Segment Start: EXTRACTED RECORDS

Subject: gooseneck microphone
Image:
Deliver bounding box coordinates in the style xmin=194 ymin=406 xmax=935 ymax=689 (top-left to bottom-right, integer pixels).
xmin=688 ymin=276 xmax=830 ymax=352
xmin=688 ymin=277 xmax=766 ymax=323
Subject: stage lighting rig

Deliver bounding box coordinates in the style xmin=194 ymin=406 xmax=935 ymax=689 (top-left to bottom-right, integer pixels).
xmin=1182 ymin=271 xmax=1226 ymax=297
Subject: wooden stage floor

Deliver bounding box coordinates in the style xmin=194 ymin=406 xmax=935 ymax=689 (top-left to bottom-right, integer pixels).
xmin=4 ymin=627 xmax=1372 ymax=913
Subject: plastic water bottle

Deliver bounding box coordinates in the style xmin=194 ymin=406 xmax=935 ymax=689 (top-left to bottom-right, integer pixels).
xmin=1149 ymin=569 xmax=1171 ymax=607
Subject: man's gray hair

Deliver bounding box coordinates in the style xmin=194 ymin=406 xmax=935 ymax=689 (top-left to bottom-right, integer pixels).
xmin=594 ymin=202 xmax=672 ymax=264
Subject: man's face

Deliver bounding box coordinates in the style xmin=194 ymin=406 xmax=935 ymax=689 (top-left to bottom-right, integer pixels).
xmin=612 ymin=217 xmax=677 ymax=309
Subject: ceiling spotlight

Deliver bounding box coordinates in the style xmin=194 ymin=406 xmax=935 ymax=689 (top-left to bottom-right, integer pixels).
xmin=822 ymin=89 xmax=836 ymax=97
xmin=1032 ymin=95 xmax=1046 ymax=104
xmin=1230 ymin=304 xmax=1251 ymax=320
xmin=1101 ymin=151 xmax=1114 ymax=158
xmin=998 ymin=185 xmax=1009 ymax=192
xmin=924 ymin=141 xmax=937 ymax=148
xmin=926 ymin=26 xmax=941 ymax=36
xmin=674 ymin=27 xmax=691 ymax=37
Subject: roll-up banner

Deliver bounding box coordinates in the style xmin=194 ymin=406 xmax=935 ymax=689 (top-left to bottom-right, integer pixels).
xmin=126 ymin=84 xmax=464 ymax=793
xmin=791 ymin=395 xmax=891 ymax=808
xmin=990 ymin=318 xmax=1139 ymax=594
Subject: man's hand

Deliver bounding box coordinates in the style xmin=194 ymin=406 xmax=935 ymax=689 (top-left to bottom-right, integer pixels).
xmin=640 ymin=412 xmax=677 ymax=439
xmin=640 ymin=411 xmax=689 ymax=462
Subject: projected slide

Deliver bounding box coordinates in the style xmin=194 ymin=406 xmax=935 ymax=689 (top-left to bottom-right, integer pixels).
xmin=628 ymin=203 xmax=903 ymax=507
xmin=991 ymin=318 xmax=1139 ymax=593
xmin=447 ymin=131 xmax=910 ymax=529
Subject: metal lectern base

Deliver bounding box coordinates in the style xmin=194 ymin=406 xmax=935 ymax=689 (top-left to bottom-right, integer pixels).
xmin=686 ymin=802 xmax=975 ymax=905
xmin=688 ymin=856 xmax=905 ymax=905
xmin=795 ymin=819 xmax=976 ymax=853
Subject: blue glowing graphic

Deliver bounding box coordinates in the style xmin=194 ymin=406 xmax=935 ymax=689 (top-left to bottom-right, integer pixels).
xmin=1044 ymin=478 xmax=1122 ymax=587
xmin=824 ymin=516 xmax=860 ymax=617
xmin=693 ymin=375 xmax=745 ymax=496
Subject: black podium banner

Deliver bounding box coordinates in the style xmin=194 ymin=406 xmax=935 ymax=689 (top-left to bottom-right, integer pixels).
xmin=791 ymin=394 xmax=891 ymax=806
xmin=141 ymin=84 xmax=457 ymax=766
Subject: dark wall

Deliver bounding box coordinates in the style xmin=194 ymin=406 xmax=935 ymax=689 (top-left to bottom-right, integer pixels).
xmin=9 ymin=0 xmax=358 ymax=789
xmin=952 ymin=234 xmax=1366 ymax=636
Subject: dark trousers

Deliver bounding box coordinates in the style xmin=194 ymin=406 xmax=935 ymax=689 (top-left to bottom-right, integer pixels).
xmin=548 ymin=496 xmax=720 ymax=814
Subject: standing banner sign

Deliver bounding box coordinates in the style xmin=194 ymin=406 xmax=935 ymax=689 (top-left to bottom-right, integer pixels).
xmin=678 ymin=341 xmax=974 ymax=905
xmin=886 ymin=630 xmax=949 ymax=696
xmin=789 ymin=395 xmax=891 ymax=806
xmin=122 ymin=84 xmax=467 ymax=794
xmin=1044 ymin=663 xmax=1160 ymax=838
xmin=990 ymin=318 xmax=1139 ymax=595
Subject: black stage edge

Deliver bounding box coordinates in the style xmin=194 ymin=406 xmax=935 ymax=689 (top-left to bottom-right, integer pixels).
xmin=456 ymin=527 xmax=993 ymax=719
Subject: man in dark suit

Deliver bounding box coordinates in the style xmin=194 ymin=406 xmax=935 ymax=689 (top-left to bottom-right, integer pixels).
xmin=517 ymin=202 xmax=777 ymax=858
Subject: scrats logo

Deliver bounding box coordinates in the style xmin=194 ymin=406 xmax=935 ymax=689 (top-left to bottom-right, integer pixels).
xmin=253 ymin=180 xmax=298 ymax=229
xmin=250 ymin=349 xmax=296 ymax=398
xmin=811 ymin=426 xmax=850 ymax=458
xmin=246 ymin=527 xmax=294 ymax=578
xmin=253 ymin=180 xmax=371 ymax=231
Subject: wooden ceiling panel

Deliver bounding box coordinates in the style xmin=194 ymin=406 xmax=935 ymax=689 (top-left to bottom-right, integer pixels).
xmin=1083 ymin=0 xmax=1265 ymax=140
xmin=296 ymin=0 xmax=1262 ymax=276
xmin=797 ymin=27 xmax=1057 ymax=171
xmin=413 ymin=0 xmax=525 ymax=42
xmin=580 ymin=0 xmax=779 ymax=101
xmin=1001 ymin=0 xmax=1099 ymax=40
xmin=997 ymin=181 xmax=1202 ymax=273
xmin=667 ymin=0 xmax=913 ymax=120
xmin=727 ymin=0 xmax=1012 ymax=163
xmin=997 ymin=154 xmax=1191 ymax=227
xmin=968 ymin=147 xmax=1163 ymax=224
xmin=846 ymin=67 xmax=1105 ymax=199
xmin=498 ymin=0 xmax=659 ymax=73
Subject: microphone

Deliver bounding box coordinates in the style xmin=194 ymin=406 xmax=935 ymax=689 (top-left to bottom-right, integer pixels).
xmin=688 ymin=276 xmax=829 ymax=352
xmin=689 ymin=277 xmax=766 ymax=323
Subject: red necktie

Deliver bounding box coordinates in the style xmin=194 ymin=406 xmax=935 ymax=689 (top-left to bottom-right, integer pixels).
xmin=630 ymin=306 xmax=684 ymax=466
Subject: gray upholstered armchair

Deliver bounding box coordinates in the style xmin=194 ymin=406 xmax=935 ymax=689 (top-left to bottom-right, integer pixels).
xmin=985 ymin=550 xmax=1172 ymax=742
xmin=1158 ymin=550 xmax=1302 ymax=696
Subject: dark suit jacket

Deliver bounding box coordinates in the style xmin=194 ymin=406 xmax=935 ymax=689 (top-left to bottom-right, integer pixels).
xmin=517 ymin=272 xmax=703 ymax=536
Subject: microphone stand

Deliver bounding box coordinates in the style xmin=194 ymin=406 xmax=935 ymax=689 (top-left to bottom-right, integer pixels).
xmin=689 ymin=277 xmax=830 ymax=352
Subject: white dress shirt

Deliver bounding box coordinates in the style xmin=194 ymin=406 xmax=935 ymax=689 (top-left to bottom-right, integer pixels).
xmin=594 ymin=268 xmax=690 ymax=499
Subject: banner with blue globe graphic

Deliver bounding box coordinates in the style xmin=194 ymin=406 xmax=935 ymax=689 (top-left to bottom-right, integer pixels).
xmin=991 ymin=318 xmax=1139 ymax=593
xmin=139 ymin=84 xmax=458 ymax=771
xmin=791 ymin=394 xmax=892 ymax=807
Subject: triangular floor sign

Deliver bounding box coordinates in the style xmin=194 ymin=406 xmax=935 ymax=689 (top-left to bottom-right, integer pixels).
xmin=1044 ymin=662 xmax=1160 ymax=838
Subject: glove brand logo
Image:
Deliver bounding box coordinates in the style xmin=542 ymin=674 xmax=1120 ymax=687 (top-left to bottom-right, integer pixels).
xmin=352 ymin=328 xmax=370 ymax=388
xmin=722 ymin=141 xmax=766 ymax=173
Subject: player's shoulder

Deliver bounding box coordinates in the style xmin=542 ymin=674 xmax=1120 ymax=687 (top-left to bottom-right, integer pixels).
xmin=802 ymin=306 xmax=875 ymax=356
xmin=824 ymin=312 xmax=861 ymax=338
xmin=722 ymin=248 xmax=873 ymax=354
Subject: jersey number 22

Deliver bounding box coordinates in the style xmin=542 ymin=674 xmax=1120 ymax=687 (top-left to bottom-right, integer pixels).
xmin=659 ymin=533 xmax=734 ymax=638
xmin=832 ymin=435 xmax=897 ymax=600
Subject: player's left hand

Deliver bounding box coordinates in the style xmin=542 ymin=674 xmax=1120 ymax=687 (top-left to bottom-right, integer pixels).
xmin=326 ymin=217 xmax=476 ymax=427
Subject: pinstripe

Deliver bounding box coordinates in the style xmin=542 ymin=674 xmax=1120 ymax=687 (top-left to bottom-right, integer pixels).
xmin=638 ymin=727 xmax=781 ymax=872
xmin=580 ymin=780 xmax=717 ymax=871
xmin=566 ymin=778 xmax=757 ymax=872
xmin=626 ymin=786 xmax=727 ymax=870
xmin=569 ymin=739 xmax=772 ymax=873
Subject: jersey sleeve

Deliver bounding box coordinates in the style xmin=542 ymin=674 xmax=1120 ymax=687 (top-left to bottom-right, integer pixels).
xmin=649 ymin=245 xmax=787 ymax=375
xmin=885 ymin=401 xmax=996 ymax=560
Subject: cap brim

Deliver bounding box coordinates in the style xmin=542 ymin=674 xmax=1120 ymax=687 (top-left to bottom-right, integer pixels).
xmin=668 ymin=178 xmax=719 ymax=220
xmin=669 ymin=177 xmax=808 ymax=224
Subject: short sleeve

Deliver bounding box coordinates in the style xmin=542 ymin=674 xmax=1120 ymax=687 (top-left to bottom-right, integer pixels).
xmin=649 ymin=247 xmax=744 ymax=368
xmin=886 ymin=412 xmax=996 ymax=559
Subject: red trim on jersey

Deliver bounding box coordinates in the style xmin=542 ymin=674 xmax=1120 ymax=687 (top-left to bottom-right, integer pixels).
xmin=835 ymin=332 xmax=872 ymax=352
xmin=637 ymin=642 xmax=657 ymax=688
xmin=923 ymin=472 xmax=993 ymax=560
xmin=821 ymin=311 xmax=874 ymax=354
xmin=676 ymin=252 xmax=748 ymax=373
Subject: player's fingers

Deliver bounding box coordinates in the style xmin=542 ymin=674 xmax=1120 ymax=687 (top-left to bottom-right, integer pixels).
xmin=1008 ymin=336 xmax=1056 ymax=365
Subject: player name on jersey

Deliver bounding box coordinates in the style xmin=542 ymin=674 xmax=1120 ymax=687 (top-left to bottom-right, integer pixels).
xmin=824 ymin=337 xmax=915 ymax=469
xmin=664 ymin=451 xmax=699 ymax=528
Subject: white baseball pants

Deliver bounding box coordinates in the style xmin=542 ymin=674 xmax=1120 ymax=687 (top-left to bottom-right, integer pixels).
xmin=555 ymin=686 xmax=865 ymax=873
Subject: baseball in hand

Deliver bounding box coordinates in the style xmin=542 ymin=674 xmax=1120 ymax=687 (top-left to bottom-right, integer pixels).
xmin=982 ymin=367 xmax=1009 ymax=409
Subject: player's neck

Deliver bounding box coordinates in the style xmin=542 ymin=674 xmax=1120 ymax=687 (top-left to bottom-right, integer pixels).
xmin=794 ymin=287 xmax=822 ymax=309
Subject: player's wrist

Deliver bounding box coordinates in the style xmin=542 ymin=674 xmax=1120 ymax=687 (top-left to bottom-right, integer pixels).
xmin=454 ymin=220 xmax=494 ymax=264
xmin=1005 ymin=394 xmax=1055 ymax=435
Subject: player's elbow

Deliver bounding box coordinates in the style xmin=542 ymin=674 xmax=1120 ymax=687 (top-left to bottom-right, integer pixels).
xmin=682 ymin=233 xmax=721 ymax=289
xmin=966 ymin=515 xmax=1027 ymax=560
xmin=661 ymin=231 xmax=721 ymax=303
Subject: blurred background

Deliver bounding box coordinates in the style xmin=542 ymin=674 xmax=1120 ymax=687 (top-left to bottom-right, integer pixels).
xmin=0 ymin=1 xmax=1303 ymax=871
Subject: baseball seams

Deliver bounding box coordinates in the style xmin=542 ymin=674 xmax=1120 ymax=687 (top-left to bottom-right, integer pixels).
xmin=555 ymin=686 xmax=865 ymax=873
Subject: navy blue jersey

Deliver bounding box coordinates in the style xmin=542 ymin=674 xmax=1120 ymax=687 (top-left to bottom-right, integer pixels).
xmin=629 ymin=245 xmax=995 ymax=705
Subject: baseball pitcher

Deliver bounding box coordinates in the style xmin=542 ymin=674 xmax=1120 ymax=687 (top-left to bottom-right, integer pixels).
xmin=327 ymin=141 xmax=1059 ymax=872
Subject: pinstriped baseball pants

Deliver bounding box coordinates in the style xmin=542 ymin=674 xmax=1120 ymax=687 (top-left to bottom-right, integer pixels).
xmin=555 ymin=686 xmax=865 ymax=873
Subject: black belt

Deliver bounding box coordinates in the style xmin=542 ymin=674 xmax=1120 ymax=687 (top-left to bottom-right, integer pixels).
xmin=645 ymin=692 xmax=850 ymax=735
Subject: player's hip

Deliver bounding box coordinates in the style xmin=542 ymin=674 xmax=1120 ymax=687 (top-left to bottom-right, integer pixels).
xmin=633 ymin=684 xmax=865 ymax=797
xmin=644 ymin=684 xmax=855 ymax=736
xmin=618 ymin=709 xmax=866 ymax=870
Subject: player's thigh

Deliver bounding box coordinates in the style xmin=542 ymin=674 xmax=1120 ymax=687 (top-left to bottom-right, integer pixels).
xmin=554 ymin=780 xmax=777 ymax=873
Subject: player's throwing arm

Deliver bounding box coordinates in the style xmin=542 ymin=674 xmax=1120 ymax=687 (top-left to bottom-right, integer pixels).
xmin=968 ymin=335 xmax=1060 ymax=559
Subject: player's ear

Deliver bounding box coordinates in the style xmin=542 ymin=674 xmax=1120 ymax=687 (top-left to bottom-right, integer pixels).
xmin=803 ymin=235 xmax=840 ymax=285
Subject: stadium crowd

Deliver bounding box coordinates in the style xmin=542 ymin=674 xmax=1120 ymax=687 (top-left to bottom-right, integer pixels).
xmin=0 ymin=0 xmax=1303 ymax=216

Segment End: EXTRACTED RECORDS

All lines from the line containing "Subject: player's throwing arm" through the end of the listing above are to be duplicated exactly; include both ends and nothing further.

Subject: player's throwing arm

Deliver bounding box coordinates in the style xmin=542 ymin=674 xmax=1120 ymax=687 (top-left to bottom-right, integer pixels).
xmin=968 ymin=335 xmax=1060 ymax=559
Subject: player's ear

Deliver bounding box coordinates in the style xmin=542 ymin=674 xmax=1120 ymax=687 (top-left to bottom-right, integer pixels).
xmin=803 ymin=235 xmax=840 ymax=285
Subject: stadium crowd

Deliver bounding box coordinates in the style xmin=542 ymin=674 xmax=1120 ymax=687 (top-left to bottom-right, integer pixels).
xmin=0 ymin=0 xmax=1303 ymax=216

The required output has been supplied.